Dataset rows
--- START ---

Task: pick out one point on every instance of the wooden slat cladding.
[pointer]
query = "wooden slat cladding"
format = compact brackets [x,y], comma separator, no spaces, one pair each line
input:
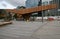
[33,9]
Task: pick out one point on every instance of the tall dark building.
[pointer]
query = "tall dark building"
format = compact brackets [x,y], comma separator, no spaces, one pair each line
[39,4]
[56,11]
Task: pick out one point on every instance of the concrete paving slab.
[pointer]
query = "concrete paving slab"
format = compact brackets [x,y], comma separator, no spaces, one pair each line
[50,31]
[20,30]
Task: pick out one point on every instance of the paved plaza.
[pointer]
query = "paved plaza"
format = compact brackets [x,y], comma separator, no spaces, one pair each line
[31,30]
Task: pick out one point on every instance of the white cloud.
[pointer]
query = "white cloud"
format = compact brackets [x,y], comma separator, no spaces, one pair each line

--- END ---
--- START ---

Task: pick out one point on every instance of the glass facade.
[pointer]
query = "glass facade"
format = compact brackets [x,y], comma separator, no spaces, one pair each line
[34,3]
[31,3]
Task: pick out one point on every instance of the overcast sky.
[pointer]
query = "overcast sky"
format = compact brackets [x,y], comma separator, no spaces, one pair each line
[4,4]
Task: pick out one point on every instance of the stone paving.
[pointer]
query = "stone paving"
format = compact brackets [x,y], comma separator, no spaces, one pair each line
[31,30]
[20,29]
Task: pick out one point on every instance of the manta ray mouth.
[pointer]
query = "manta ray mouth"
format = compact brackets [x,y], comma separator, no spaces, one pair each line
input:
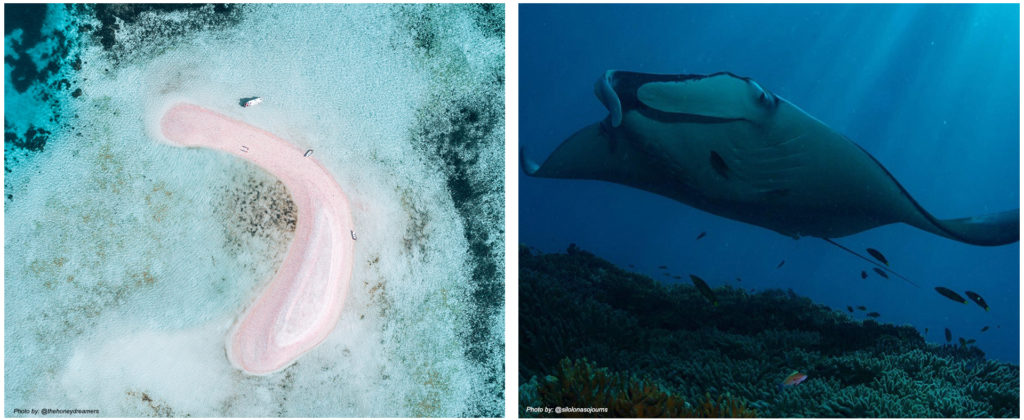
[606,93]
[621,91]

--- END ---
--- START ---

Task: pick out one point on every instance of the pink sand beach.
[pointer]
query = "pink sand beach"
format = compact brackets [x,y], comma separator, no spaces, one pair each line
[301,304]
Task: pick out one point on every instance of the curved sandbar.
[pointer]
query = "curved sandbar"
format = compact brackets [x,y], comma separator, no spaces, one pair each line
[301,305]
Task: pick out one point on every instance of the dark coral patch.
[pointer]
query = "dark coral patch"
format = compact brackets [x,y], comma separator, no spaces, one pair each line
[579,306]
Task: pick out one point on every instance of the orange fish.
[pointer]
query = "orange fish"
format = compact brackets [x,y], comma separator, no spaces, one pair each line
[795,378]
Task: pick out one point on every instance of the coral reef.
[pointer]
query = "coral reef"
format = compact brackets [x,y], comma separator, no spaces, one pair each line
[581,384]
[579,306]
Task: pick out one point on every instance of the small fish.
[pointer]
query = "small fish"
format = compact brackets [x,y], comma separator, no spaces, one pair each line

--- END ---

◆ The problem: Identify every line in the listing that contains the word "coral", and copy each of those lines out in full.

◆ Exercise response:
Task: pick out one point on every instance of the dark coral patch.
query = "dark coral patch"
Task: pick out one point on every instance of the coral reef.
query = "coral reef"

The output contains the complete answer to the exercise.